• What you will do
(1) Decide whether each statement below agrees with the Tulsa massacre text, answering yes or no and quoting the words that settle it. (a) The plaintiffs are able to appeal to the U.S. Supreme Court. (b) The legal team intends to ask the court to reconsider its decision. (c) Dick Rowland was 21 years old when Tulsa police arrested him.
(2) Reproduce the part of the Tulsa massacre text starting with "On May 31, 1921, a" and going on through "to be lynched.".

• Reading text
________________________________________

The ruling adds insult to injury for the only survivors who witnessed the ravage of their homes, the death of loved ones and the financial demise of  numerous families.  Since the plaintiffs sued under state law and not federal law, they cannot appeal to the U.S. Supreme Court.

FILE – Viola Ford Fletcher, a Tulsa Race Massacre survivor, is pictured at the House General Government Committee meeting at the Oklahoma Capitol, Oct. 5, 2023. The Oklahoma Supreme Court on Wednesday, June 12, 2024, dismissed a lawsuit of the last two survivors of the 1921 Tulsa Race Massacre, dampening the hope of advocates for racial justice that the government would make amends for one of the worst single acts of violence against Black people in U.S. history. (Doug Hoke/The Oklahoman via AP, File)

Damario Solomon-Simmons, the lead lawyer for the massacre survivors, explained that what happened in the spring of 1921 was essentially a “state-sponsored atrocity” and that ending the case without a trial is a blow to the notion of racial justice. The legal team plans to file a petition asking the court to reconsider its decision. It also has called on the U.S. Department of Justice to open an investigation into the massacre.

“Once again, the Oklahoma court system has failed the survivors. We think the decision is wrong and the reasoning is wrong,” he said.

On May 31, 1921, a group of White men gathered outside a Tulsa courthouse, where Tulsa police had arrested 19-year-old Dick Rowland, for allegedly assaulting a White girl. There was little evidence or proof to accompany his arrest. The media was quick to write an editorial calling for the young, Black man to be lynched.

________________________________________

• Given material

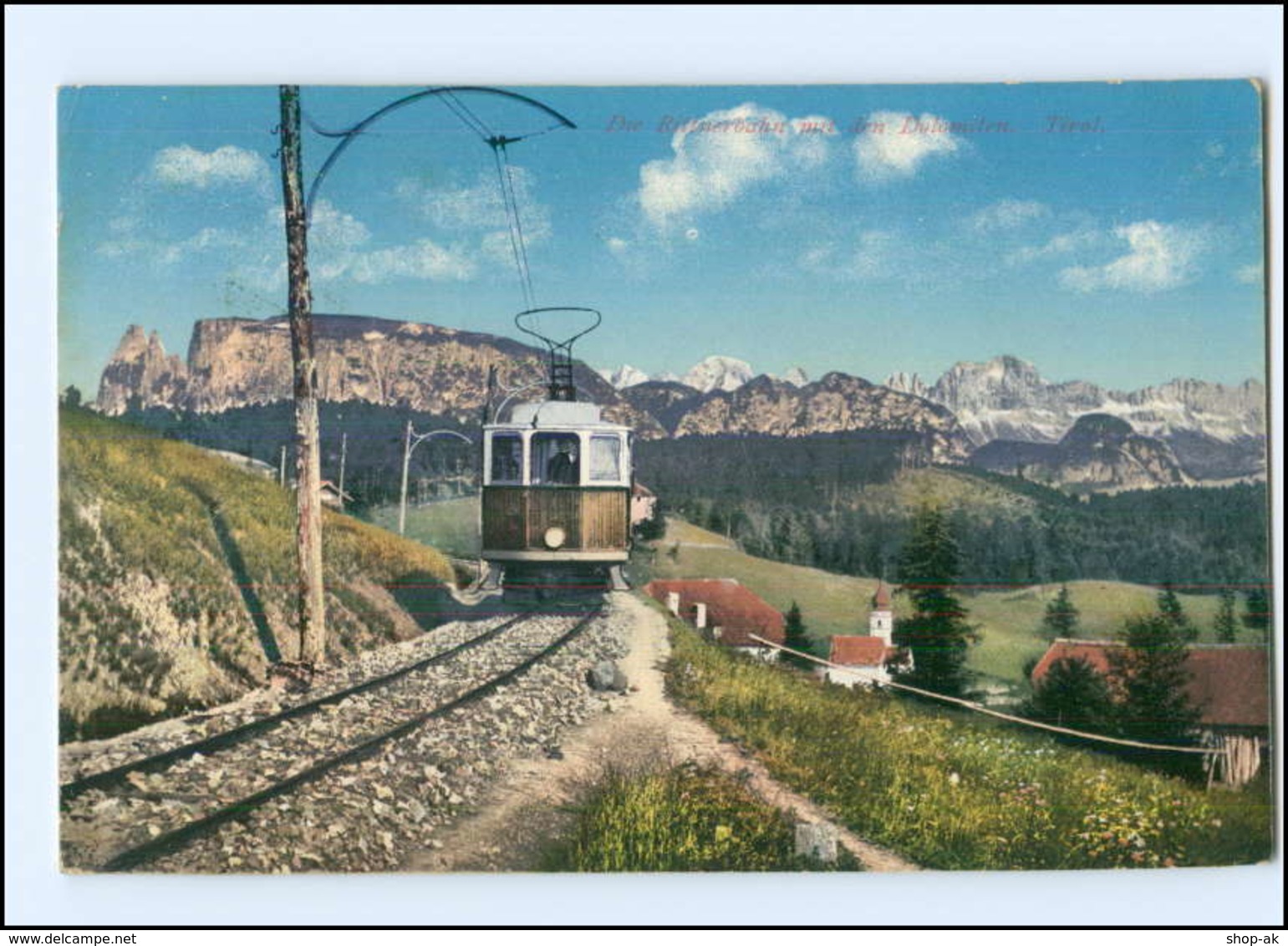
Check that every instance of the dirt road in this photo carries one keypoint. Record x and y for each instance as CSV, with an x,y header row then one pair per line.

________________________________________

• Final answers
(1)
(a) No: "Since the plaintiffs sued under state law and not federal law, they cannot appeal to the U.S. Supreme Court."
(b) Yes: "The legal team plans to file a petition asking the court to reconsider its decision."
(c) No: "where Tulsa police had arrested 19-year-old Dick Rowland"

(2)
On May 31, 1921, a group of White men gathered outside a Tulsa courthouse, where Tulsa police had arrested 19-year-old Dick Rowland, for allegedly assaulting a White girl. There was little evidence or proof to accompany his arrest. The media was quick to write an editorial calling for the young, Black man to be lynched.